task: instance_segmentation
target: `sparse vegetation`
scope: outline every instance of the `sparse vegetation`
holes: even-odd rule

* * * *

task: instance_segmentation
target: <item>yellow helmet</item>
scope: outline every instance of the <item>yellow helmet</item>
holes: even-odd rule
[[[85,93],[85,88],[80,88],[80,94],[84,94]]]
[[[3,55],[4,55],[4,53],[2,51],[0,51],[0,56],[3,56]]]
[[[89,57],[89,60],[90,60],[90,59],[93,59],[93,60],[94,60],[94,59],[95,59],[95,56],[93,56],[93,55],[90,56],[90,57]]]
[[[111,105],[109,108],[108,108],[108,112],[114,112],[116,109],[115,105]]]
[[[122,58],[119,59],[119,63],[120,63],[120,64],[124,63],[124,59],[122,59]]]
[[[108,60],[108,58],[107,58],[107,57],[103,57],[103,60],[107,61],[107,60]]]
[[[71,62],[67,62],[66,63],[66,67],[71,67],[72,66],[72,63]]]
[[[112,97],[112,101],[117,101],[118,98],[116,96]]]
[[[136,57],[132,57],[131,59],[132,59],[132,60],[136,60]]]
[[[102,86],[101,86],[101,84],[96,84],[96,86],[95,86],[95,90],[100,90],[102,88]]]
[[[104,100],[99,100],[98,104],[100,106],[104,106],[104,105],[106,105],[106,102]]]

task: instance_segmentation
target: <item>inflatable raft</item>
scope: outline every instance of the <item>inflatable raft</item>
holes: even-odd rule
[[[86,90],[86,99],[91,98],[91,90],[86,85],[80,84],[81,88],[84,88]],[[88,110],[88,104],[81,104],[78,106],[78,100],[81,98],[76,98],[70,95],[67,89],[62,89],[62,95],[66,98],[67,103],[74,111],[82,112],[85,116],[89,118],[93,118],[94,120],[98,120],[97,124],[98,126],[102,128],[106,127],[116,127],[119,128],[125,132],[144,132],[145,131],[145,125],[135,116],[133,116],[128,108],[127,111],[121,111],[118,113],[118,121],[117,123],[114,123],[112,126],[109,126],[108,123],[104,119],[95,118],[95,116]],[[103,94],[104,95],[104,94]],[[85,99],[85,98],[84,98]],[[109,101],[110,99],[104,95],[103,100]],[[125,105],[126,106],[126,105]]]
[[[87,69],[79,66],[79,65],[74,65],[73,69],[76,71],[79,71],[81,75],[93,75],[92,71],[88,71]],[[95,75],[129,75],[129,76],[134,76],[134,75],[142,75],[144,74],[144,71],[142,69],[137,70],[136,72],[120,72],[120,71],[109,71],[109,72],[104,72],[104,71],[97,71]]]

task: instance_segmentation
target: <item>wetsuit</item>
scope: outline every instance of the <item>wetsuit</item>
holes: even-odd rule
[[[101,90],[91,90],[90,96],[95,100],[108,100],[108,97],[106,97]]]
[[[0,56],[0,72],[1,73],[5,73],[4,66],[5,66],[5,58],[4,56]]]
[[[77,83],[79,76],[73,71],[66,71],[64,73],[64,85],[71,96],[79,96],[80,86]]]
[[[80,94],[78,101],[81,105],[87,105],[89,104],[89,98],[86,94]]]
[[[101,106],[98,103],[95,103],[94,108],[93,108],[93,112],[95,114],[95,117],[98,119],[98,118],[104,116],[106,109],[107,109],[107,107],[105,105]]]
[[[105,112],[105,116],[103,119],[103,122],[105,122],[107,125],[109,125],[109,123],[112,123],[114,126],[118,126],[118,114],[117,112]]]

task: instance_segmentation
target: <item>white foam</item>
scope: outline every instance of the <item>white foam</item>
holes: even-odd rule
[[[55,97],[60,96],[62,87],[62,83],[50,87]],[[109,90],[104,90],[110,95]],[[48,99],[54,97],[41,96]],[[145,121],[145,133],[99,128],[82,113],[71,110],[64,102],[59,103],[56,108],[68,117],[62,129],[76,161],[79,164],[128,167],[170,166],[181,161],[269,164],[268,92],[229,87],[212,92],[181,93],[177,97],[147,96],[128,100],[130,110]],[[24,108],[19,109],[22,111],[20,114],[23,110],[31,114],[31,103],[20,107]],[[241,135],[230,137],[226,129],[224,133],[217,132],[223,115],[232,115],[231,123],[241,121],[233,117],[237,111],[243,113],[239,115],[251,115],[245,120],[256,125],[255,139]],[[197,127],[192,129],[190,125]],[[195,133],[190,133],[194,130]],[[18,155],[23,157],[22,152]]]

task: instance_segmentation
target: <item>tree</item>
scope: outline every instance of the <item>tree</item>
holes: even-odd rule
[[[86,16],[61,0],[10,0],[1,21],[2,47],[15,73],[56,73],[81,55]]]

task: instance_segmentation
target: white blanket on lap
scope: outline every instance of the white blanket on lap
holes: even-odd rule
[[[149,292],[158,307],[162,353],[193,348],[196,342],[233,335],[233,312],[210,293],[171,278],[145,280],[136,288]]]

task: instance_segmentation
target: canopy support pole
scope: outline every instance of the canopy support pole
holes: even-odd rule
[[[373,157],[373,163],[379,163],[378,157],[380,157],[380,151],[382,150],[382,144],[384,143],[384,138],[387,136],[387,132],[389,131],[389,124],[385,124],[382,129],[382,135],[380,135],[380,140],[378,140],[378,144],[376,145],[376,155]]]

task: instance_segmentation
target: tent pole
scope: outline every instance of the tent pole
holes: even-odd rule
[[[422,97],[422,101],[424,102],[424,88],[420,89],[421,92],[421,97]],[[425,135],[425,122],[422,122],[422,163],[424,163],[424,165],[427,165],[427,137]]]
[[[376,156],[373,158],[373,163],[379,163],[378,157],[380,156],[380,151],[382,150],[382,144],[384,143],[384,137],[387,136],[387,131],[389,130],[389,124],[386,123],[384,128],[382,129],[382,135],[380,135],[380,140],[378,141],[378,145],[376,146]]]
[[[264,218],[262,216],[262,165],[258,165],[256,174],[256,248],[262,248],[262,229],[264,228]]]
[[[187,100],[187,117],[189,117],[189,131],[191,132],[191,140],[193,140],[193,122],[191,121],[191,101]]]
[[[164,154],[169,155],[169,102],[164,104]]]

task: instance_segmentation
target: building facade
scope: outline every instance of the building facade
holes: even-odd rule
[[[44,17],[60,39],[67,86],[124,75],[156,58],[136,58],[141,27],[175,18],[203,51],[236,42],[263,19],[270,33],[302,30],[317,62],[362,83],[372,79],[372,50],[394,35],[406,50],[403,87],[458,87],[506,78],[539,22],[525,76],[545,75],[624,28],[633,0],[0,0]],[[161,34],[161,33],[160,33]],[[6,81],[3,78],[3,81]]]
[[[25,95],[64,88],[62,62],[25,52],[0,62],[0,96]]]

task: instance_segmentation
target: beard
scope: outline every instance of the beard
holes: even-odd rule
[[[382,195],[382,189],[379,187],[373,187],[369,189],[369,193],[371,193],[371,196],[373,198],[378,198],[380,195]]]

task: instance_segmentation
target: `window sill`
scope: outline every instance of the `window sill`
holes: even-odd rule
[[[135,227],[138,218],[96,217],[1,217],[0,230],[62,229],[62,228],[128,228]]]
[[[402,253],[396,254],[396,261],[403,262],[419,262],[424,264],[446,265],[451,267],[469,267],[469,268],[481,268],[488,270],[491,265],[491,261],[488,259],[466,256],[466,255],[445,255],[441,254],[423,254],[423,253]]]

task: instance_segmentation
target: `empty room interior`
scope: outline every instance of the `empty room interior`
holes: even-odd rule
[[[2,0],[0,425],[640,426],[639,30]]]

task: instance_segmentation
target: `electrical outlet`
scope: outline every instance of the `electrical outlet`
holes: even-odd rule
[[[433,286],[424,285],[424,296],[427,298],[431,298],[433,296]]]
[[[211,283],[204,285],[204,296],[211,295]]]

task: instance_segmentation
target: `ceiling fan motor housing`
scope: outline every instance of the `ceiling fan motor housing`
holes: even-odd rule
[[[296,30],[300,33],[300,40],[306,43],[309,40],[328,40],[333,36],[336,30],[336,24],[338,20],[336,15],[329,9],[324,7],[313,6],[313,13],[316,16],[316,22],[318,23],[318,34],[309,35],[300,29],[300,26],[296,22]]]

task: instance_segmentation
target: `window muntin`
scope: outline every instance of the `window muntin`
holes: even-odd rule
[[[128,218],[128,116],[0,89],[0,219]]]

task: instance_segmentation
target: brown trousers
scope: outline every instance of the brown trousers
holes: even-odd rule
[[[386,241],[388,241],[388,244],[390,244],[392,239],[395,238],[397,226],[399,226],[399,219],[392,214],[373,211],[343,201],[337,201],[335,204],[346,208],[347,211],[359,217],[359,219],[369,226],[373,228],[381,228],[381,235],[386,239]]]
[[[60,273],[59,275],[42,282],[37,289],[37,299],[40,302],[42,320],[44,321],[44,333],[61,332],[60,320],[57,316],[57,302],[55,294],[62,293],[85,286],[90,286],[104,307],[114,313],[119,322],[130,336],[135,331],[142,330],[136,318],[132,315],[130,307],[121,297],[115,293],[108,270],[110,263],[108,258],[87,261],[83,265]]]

* * * *

=== TASK ===
Which lines of the data contain the string "white"? Copy each one.

=== COMPLETED TASK ===
target: <item>white foam</item>
scope: outline every instance of the <item>white foam</item>
target: white blanket on lap
scope: outline every instance of the white blanket on lap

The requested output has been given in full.